Page excerpt —
• • •
Steganography in Principle
Writen by Emmanuel Sodipo
1.0 Introduction
Steganography is one of the oldest arts that people have always wanted to have since they started communicating with each other, but sadly the least researched. Most people study steganography either as academic discipline or out of curiosity and I belong to the latter camp. Although steganography is used in military and commercial circuits the level of application and understanding is very low.
The term steganography as well cryptography was derived from the Greek language. The prefix crypto comes from the Greek word kryptos, which means hidden or secret. The suffix graphy was derived from graphia, which means writing. Cryptography is essentially the art of secret writing and the goal is to maintain the secrecy of the message even if it is visible. Steganography is also a form of writing (concealed writing). The Greek word steganos means unseen or hidden. Steganography is a form of hidden communication, it should not be seen as a replacement for cryptography but rather as a complement to it. Steganography, although closely related to cryptography, is different. The goal of cryptography is to conceal the content of a message, while the goal of steganography is to conceal the existence of a message. However, these two techniques can be combined effectively by first encrypting the secret message before embedding in a cover data. Concealing the transmission of encrypted messages enhances their overall security since outsiders are unaware of the communication.
• • •
What is needed — Reproduce the stretch of the steganography introduction from "Steganography in Principle" through "is very low.", swapping "military" for "government".

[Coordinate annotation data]
• • •
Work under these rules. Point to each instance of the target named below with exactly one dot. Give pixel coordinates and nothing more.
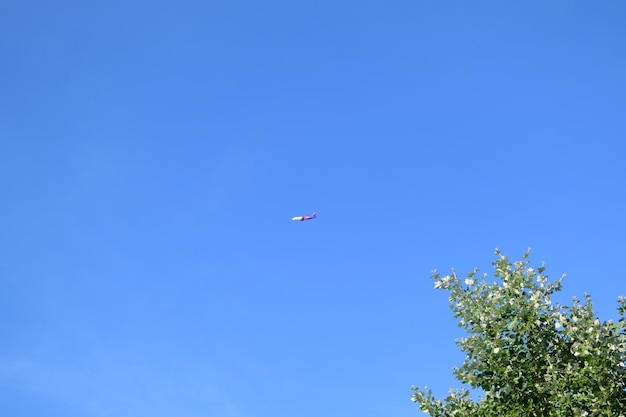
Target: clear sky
(152, 154)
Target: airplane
(303, 218)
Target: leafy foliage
(530, 357)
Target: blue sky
(152, 154)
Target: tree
(526, 355)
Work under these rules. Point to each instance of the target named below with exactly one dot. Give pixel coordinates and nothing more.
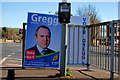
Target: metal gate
(102, 44)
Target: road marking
(15, 59)
(14, 64)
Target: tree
(90, 11)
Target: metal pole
(23, 46)
(63, 50)
(88, 56)
(112, 52)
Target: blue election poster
(43, 37)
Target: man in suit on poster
(42, 37)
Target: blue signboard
(42, 48)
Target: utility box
(64, 12)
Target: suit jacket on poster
(37, 51)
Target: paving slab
(51, 74)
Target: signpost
(64, 18)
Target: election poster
(43, 39)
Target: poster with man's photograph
(43, 37)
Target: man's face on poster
(43, 37)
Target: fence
(105, 45)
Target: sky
(15, 13)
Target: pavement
(17, 73)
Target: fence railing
(105, 45)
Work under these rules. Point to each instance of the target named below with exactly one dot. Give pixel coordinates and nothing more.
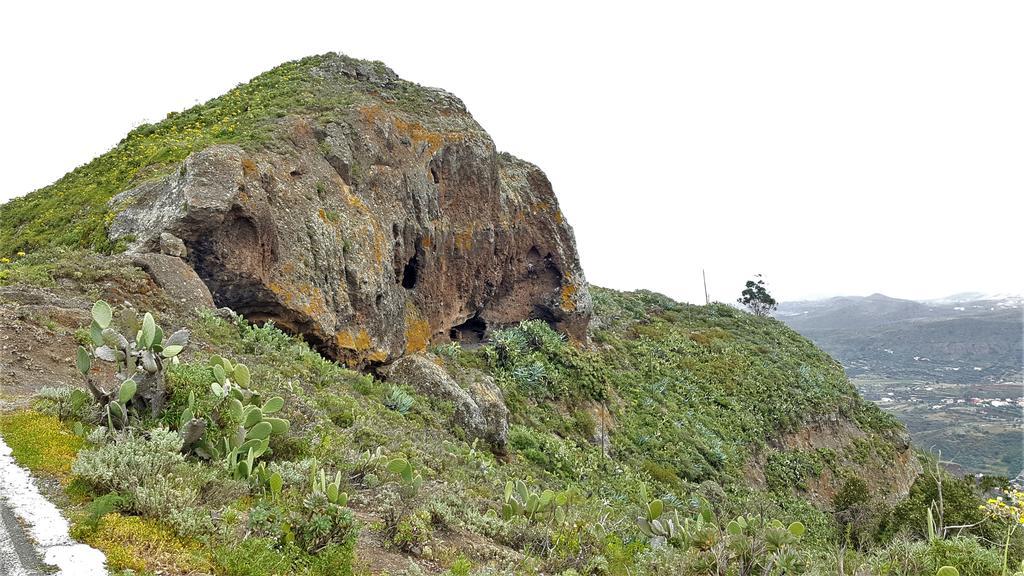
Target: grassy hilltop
(681, 440)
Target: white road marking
(10, 562)
(46, 525)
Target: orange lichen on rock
(248, 167)
(355, 341)
(418, 133)
(417, 329)
(568, 293)
(464, 240)
(371, 113)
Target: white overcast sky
(837, 148)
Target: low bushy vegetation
(687, 398)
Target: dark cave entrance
(469, 333)
(411, 273)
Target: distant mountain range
(964, 338)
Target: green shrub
(150, 471)
(320, 524)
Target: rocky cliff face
(374, 230)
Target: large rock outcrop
(374, 230)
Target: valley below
(949, 370)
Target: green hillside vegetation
(681, 440)
(692, 394)
(73, 211)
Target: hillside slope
(368, 213)
(391, 363)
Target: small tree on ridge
(757, 298)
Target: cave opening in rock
(469, 333)
(410, 274)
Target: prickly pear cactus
(140, 358)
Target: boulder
(172, 245)
(177, 279)
(479, 409)
(373, 231)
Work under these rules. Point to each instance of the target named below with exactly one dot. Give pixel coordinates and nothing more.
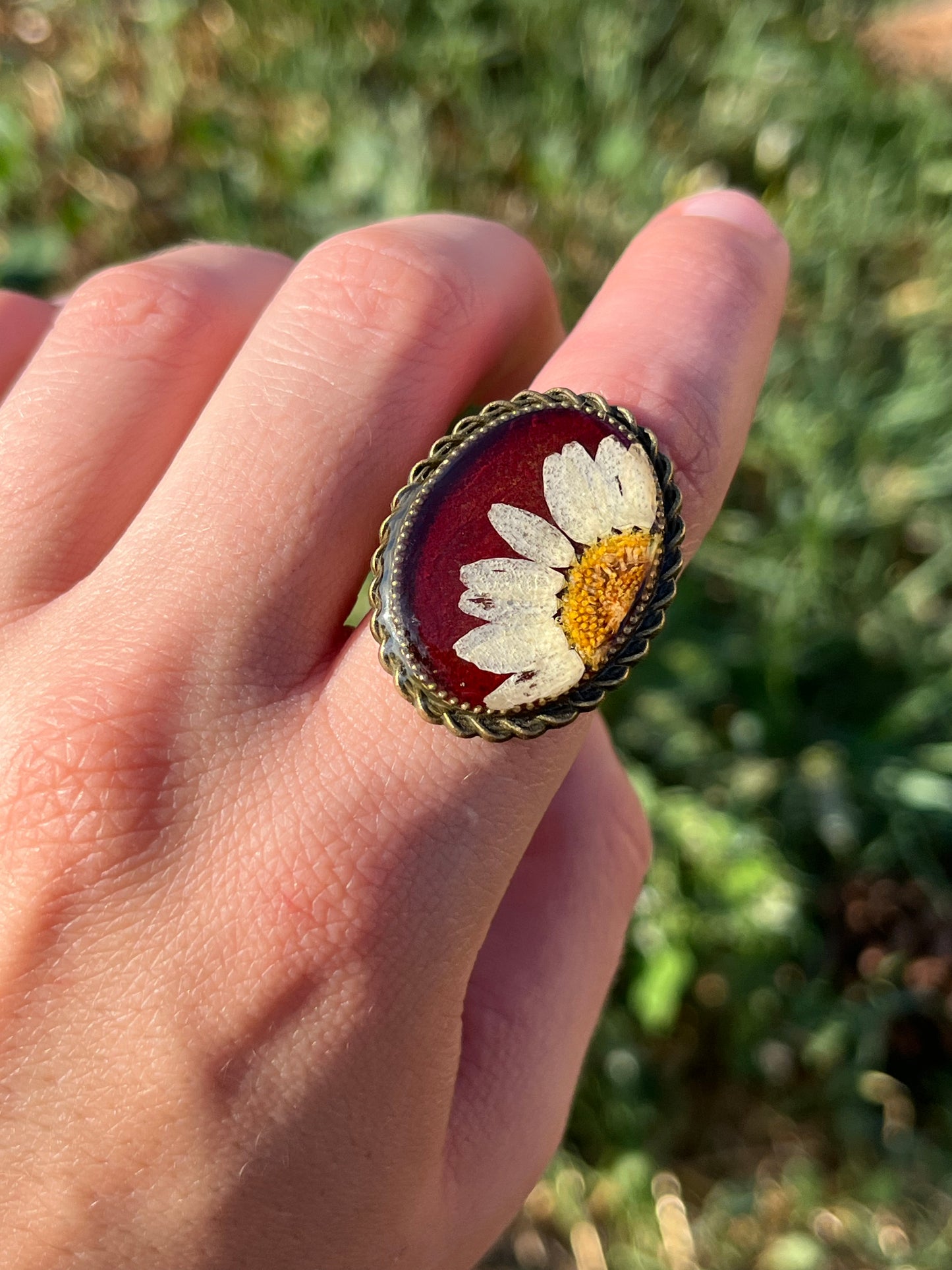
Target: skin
(290, 977)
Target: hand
(289, 977)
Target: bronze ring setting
(526, 564)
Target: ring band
(526, 564)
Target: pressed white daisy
(553, 615)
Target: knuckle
(88, 782)
(385, 283)
(155, 308)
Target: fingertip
(733, 208)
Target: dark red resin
(452, 529)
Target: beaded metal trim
(642, 623)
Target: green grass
(790, 732)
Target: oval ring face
(526, 564)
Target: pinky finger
(23, 323)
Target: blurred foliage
(779, 1037)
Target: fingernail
(731, 206)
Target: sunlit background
(771, 1086)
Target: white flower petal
(569, 493)
(517, 642)
(601, 494)
(478, 604)
(512, 579)
(550, 678)
(532, 536)
(630, 474)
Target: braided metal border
(644, 623)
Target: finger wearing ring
(527, 564)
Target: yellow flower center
(601, 590)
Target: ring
(526, 564)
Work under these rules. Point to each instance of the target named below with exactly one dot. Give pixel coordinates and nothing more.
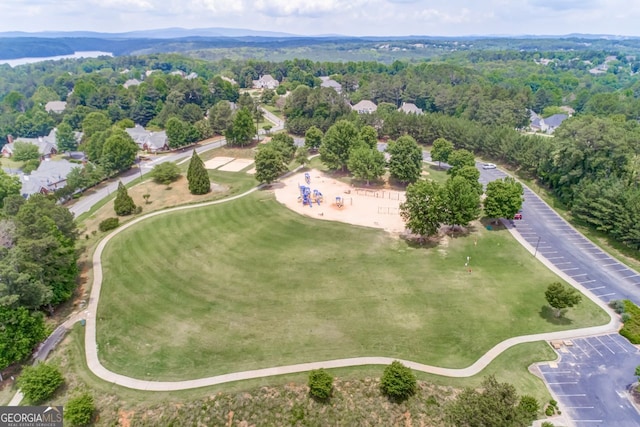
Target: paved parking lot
(591, 381)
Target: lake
(85, 54)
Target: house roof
(131, 82)
(365, 106)
(410, 108)
(50, 175)
(55, 106)
(143, 137)
(555, 120)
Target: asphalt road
(592, 380)
(569, 251)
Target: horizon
(358, 18)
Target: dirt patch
(160, 197)
(379, 208)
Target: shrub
(123, 204)
(617, 305)
(398, 382)
(165, 173)
(38, 383)
(109, 224)
(529, 406)
(79, 410)
(631, 328)
(320, 384)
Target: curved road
(96, 367)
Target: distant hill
(163, 33)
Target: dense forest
(478, 99)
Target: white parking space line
(606, 295)
(591, 345)
(618, 344)
(599, 340)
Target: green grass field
(249, 284)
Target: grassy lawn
(249, 284)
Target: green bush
(631, 328)
(79, 410)
(109, 224)
(398, 382)
(38, 383)
(320, 384)
(165, 173)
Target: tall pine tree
(198, 176)
(123, 205)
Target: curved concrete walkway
(91, 347)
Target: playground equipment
(305, 195)
(317, 196)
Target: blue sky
(349, 17)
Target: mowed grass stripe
(249, 284)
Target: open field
(250, 284)
(276, 394)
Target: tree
(462, 203)
(405, 163)
(369, 136)
(165, 173)
(302, 156)
(441, 150)
(423, 211)
(119, 151)
(503, 198)
(20, 332)
(198, 176)
(25, 151)
(269, 163)
(366, 163)
(320, 384)
(561, 297)
(9, 186)
(38, 383)
(241, 130)
(79, 410)
(313, 138)
(220, 117)
(398, 382)
(459, 159)
(66, 138)
(337, 144)
(123, 204)
(496, 405)
(95, 122)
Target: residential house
(546, 125)
(266, 82)
(50, 176)
(55, 106)
(131, 82)
(364, 107)
(152, 142)
(329, 82)
(410, 108)
(47, 145)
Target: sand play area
(378, 208)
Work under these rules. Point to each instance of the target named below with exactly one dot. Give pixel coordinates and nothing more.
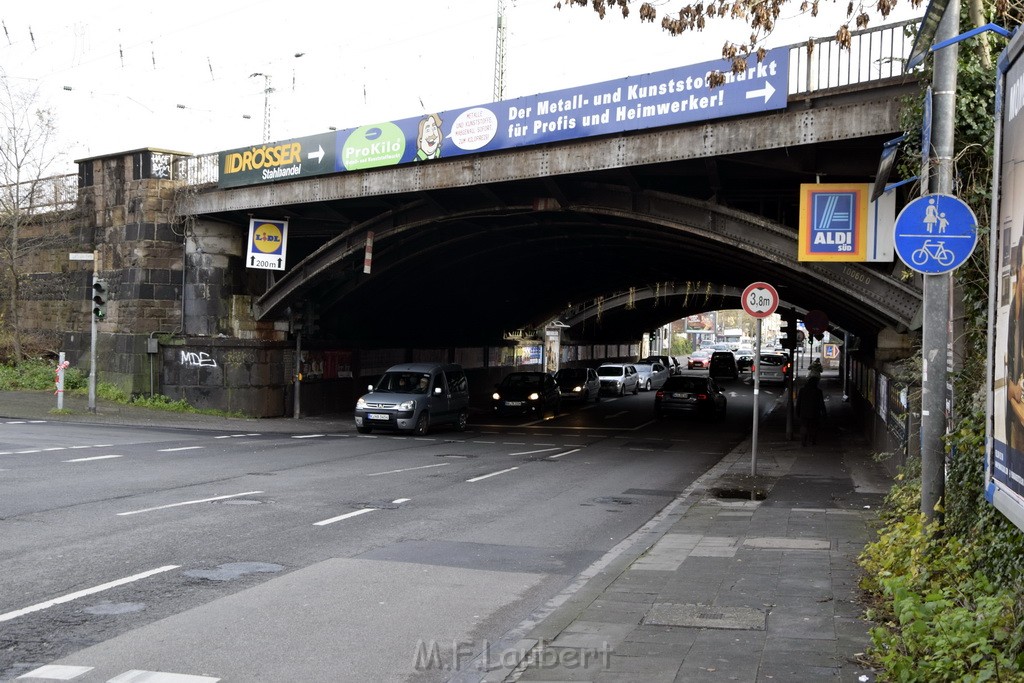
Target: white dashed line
(530, 453)
(408, 469)
(348, 515)
(81, 594)
(176, 505)
(356, 513)
(493, 474)
(56, 672)
(85, 460)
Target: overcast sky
(182, 76)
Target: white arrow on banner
(766, 91)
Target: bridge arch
(466, 268)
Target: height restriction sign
(760, 299)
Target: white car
(619, 379)
(651, 375)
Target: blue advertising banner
(662, 98)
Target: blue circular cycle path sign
(935, 233)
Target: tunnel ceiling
(470, 263)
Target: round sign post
(935, 233)
(759, 300)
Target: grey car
(651, 375)
(619, 379)
(579, 383)
(415, 396)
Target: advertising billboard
(1005, 458)
(662, 98)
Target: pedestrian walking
(810, 410)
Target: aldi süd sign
(662, 98)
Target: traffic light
(100, 293)
(787, 332)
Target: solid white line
(85, 460)
(175, 505)
(347, 515)
(529, 453)
(81, 594)
(408, 469)
(493, 474)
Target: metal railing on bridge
(873, 54)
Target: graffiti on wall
(198, 359)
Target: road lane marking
(493, 474)
(81, 594)
(530, 453)
(56, 672)
(408, 469)
(140, 676)
(347, 515)
(85, 460)
(176, 505)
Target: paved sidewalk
(722, 588)
(717, 587)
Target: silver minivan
(415, 396)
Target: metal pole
(296, 412)
(757, 391)
(935, 332)
(92, 347)
(60, 370)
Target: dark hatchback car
(526, 393)
(690, 393)
(723, 364)
(579, 383)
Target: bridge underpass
(467, 249)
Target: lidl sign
(267, 244)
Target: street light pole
(935, 331)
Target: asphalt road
(320, 557)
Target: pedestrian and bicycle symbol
(935, 233)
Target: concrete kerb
(548, 623)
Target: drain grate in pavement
(651, 492)
(739, 494)
(648, 445)
(706, 616)
(612, 500)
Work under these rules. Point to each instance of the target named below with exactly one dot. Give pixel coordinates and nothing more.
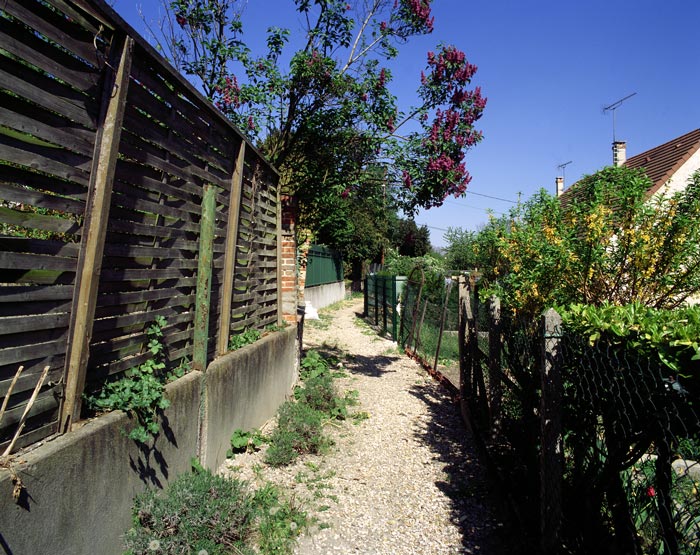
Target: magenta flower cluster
(452, 130)
(229, 94)
(420, 9)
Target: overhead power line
(494, 198)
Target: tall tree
(329, 114)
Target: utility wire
(494, 198)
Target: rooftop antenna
(614, 106)
(562, 167)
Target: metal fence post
(495, 383)
(551, 445)
(465, 373)
(448, 289)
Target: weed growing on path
(203, 512)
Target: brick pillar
(290, 283)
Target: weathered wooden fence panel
(59, 71)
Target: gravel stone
(404, 481)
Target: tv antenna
(614, 106)
(562, 167)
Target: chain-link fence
(596, 443)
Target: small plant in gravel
(242, 442)
(205, 513)
(247, 337)
(299, 431)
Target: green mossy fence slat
(100, 225)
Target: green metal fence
(324, 265)
(382, 295)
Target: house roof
(661, 162)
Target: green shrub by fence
(124, 195)
(323, 265)
(596, 444)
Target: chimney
(619, 153)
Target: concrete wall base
(80, 486)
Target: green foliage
(409, 239)
(608, 241)
(140, 391)
(300, 422)
(242, 442)
(397, 265)
(205, 512)
(299, 431)
(327, 118)
(672, 336)
(246, 337)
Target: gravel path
(403, 481)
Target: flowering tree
(328, 114)
(608, 242)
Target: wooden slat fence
(115, 173)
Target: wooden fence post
(448, 290)
(92, 241)
(551, 444)
(495, 383)
(204, 271)
(234, 212)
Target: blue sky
(548, 68)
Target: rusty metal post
(551, 444)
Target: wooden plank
(22, 195)
(184, 130)
(55, 161)
(152, 78)
(25, 308)
(39, 246)
(31, 323)
(146, 274)
(24, 261)
(32, 220)
(144, 131)
(45, 125)
(50, 93)
(21, 42)
(33, 436)
(54, 26)
(134, 175)
(17, 355)
(144, 201)
(90, 263)
(27, 294)
(77, 16)
(206, 238)
(230, 256)
(127, 218)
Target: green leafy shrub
(299, 431)
(247, 337)
(199, 511)
(205, 512)
(140, 391)
(242, 442)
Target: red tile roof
• • •
Reply to the exercise —
Steganography in Principle
Writen by Emmanuel Sodipo
1.0 Introduction
Steganography is one of the oldest arts that people have always wanted to have since they started communicating with each other, but sadly the least researched. Most people study steganography either as academic discipline or out of curiosity and I belong to the latter camp. Although steganography is used in government and commercial circuits the level of application and understanding is very low.